===== Page text =====
Mallory v. Norfolk Southern Railway Company and the Potential Rise of Consent-Based Jurisdiction

A case before the Supreme Court could drastically change the exposure of corporations to suits in inconvenient forums. Mallory v. Norfolk Southern Railway Company concerns certain Pennsylvanian statutes requiring business entities to submit to general jurisdiction when registering to do business in the state.1 While Pennsylvania is the only state with such a statutory scheme, with Supreme Court approval, similar legislation will likely be proposed in other states.2

The central issue in Mallory is whether the relevant Pennsylvania statutes run afoul of the 14th Amendment Due Process Clause.3 On the case’s path up to the Supreme Court, the trial court and the Supreme Court of Pennsylvania answered this question in the affirmative.4

Originally, individuals were only subject to jurisdiction where they resided, and corporate entities were only subject to jurisdiction where they were incorporated.5 Individuals were (and still are) also subject to jurisdiction when they are served within the forum state.6

This changed with International Shoe Co. v. Washington, where the Court moved away from its previous approach to personal jurisdiction.7 The Court in International Shoe found that persons, both actual and legal, may be subject to jurisdiction outside of their home state when they had minimum contacts with the forum state and such contacts were related to the cause of action.8 This would come to be known as “specific jurisdiction.” International Shoe further held that the Due Process Clause requires a finding of jurisdiction over a defendant to “not offend traditional notions of fair play and substantial justice[,]” so that defendants are not subject to jurisdiction in forums to which  they have little relation.9 International Shoe also posited that a corporation would be subject to personal jurisdiction in places where it had “continuous and systematic” contacts regardless of whether its contacts related to the cause of action.10 This form of jurisdiction is now known as “general jurisdiction.”

Later case law from the Supreme Court, however, narrowed the “continuous and systematic” avenue for establishing personal jurisdiction.11 Now, personal jurisdiction may only be established where a corporation is incorporated, where its principal place of business is located, where it is essentially “at home”, or where the cause of action arose out of the corporations contact with the forum state.12 Upholding the Pennsylvania law would, therefore, be a marked departure from the Court’s recent jurisprudence on personal jurisdiction over corporations.
=====
Directives:
A) In the Mallory article, which state is the only one with the statutory scheme at issue?
B) Copy the records word for word, starting at the line that contains "Each instance receives one point. Annotate the person" and continuing through the end of the records.
The records have nothing to do with the Mallory article.
===== Records =====
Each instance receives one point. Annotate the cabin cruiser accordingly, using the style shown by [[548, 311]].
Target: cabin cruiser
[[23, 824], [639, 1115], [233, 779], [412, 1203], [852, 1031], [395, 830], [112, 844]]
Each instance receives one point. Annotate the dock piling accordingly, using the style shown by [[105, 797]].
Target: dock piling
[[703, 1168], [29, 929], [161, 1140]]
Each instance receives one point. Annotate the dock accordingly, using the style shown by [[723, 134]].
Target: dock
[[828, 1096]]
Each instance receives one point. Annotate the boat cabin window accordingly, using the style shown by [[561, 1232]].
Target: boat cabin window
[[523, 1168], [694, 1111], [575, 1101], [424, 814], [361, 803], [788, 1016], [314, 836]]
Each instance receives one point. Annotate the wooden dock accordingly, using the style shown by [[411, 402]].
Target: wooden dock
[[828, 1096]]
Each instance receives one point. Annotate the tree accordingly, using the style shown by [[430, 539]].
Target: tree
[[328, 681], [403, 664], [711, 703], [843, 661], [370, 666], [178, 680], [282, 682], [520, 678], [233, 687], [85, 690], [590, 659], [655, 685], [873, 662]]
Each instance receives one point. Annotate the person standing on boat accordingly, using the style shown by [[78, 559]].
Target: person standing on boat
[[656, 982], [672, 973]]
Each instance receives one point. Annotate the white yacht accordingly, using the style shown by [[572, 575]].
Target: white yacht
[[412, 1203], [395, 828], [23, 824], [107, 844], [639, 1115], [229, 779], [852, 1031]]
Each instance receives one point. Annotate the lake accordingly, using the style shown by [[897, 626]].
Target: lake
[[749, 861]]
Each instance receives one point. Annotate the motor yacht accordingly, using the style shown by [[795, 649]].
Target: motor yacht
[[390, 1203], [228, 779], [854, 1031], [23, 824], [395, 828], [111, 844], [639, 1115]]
=====
Responses for each task:
A) Pennsylvania

B)
Each instance receives one point. Annotate the person standing on boat accordingly, using the style shown by [[78, 559]].
Target: person standing on boat
[[656, 982], [672, 973]]
Each instance receives one point. Annotate the white yacht accordingly, using the style shown by [[572, 575]].
Target: white yacht
[[412, 1203], [395, 828], [23, 824], [107, 844], [639, 1115], [229, 779], [852, 1031]]
Each instance receives one point. Annotate the lake accordingly, using the style shown by [[897, 626]].
Target: lake
[[749, 861]]
Each instance receives one point. Annotate the motor yacht accordingly, using the style shown by [[795, 649]].
Target: motor yacht
[[390, 1203], [228, 779], [854, 1031], [23, 824], [395, 828], [111, 844], [639, 1115]]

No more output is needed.